# Brief
Please restate word for word only the lines that start at the one containing "box: [409, 380, 479, 409]" and continue to the final line of the material.
□ □ □ □ □ □ □
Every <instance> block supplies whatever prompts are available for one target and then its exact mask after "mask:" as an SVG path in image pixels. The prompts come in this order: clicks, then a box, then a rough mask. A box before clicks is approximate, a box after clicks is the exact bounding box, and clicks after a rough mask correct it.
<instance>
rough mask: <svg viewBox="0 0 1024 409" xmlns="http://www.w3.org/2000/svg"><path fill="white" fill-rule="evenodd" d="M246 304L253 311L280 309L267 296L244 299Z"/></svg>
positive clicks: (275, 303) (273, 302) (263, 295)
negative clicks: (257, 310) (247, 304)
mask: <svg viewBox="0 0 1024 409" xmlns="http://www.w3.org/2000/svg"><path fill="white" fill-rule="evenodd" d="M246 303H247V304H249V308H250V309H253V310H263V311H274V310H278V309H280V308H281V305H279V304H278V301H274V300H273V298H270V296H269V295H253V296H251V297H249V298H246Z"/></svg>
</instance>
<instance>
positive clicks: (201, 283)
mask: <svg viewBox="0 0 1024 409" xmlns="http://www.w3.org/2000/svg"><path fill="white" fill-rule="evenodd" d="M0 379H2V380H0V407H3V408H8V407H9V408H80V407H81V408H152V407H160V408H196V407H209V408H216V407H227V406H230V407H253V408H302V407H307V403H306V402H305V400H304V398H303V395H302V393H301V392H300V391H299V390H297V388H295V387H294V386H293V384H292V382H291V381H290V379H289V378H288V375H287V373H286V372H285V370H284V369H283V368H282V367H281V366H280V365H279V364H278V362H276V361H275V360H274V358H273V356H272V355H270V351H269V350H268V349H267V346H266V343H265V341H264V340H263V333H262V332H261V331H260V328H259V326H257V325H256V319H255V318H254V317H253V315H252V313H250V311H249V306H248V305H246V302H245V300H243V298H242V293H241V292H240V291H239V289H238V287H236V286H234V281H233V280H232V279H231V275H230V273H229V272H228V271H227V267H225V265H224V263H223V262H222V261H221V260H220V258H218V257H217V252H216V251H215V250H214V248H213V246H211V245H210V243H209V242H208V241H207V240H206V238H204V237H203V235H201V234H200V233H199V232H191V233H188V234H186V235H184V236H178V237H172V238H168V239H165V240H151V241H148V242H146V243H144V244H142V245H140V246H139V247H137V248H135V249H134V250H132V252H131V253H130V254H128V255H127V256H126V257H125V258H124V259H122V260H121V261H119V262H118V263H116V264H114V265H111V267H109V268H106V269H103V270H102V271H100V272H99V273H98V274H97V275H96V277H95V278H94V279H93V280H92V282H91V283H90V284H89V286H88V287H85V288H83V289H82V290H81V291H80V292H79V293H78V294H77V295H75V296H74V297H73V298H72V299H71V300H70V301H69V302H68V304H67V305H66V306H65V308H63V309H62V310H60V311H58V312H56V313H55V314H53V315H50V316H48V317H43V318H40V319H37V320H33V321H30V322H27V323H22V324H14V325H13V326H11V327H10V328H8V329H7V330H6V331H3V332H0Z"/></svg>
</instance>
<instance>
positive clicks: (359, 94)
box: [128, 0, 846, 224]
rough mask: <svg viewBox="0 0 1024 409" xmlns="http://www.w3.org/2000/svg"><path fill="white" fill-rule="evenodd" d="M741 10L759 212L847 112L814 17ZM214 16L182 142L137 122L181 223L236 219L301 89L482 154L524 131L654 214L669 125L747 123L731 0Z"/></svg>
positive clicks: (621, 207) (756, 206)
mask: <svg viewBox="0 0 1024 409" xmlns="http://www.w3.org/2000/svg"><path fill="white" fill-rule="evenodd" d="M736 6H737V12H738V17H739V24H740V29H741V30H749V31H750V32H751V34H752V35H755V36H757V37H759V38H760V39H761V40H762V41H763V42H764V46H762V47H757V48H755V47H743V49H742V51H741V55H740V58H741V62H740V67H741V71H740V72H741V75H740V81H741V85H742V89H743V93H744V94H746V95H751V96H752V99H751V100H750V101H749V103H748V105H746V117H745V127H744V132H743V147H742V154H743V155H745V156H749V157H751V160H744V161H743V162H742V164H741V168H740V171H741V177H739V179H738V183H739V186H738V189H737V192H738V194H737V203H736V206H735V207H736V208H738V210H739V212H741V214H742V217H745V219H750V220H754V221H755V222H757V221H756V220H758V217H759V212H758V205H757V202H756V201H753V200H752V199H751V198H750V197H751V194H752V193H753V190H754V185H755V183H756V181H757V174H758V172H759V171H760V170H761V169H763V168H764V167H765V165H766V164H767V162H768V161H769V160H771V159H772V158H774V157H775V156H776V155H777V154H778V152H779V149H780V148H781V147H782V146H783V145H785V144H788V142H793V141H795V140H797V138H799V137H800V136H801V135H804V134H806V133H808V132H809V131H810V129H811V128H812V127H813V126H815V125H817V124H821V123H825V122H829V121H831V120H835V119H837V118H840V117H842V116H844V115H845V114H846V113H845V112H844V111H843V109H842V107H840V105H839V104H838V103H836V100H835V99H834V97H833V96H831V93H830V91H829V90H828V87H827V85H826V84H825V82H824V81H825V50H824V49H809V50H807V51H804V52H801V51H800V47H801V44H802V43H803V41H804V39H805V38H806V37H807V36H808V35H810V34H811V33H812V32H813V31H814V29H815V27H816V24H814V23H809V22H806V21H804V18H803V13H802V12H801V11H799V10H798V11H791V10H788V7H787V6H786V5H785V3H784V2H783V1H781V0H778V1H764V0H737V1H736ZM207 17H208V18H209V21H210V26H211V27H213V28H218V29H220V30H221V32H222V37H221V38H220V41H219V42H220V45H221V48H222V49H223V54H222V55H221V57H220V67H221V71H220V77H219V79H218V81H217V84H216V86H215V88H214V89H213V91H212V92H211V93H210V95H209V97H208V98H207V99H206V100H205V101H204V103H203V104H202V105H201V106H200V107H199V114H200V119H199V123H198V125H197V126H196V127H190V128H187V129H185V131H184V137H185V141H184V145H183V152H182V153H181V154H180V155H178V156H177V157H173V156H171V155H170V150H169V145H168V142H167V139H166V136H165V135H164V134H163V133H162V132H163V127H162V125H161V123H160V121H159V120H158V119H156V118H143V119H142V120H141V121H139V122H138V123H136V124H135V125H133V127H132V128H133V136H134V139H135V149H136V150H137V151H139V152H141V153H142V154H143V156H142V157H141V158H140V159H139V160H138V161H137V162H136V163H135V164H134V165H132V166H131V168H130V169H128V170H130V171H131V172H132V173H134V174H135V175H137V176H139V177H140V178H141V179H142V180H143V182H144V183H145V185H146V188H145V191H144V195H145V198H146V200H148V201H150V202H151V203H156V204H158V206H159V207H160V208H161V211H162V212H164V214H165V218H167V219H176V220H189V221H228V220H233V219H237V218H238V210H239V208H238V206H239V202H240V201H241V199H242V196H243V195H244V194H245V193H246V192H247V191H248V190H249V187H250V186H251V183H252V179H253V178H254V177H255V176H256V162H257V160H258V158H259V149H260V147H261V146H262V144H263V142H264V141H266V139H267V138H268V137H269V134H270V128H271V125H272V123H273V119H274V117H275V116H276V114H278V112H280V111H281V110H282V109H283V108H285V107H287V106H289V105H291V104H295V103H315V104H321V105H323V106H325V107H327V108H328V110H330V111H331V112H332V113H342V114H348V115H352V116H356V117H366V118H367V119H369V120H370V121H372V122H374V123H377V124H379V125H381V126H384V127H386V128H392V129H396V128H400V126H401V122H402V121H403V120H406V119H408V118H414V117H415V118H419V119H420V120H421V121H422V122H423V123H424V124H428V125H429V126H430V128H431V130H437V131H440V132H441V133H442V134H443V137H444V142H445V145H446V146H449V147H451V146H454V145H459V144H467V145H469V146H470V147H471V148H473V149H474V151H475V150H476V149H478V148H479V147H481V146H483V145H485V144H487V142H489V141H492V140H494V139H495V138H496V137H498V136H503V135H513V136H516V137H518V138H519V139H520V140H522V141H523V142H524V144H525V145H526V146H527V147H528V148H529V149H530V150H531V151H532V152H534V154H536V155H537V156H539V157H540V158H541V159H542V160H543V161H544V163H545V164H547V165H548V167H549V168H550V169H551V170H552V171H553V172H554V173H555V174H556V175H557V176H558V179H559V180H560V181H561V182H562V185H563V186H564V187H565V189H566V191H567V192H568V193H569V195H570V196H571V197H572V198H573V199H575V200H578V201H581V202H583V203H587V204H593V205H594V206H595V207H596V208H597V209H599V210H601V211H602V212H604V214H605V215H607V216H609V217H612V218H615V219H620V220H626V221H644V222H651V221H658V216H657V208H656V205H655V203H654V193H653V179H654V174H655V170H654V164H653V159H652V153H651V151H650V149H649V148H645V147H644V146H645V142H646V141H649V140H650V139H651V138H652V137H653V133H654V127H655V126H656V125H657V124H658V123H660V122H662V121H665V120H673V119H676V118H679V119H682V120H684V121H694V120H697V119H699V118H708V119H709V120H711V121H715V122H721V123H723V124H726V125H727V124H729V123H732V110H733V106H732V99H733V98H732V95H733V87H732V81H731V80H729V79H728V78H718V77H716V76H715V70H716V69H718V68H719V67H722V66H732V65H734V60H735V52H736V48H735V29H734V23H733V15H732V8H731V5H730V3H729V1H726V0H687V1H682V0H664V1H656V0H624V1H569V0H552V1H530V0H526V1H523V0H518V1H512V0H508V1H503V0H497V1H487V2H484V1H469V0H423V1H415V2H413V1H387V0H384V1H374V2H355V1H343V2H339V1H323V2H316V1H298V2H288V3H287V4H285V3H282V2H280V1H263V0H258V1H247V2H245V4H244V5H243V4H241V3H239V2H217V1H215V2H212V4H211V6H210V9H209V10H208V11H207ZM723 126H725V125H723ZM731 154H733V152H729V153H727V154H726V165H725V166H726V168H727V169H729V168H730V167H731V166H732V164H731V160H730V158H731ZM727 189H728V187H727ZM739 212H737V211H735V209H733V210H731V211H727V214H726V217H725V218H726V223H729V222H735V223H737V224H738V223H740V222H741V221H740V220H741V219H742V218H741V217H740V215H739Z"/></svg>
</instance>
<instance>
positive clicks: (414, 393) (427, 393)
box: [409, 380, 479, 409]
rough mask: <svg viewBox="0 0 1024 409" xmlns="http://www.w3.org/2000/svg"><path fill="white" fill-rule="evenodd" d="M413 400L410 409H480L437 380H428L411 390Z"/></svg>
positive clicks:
□ □ □ □ □ □ □
# Output of the task
box: [409, 380, 479, 409]
rough mask: <svg viewBox="0 0 1024 409" xmlns="http://www.w3.org/2000/svg"><path fill="white" fill-rule="evenodd" d="M413 400L410 409H480L437 380H428L411 390Z"/></svg>
positive clicks:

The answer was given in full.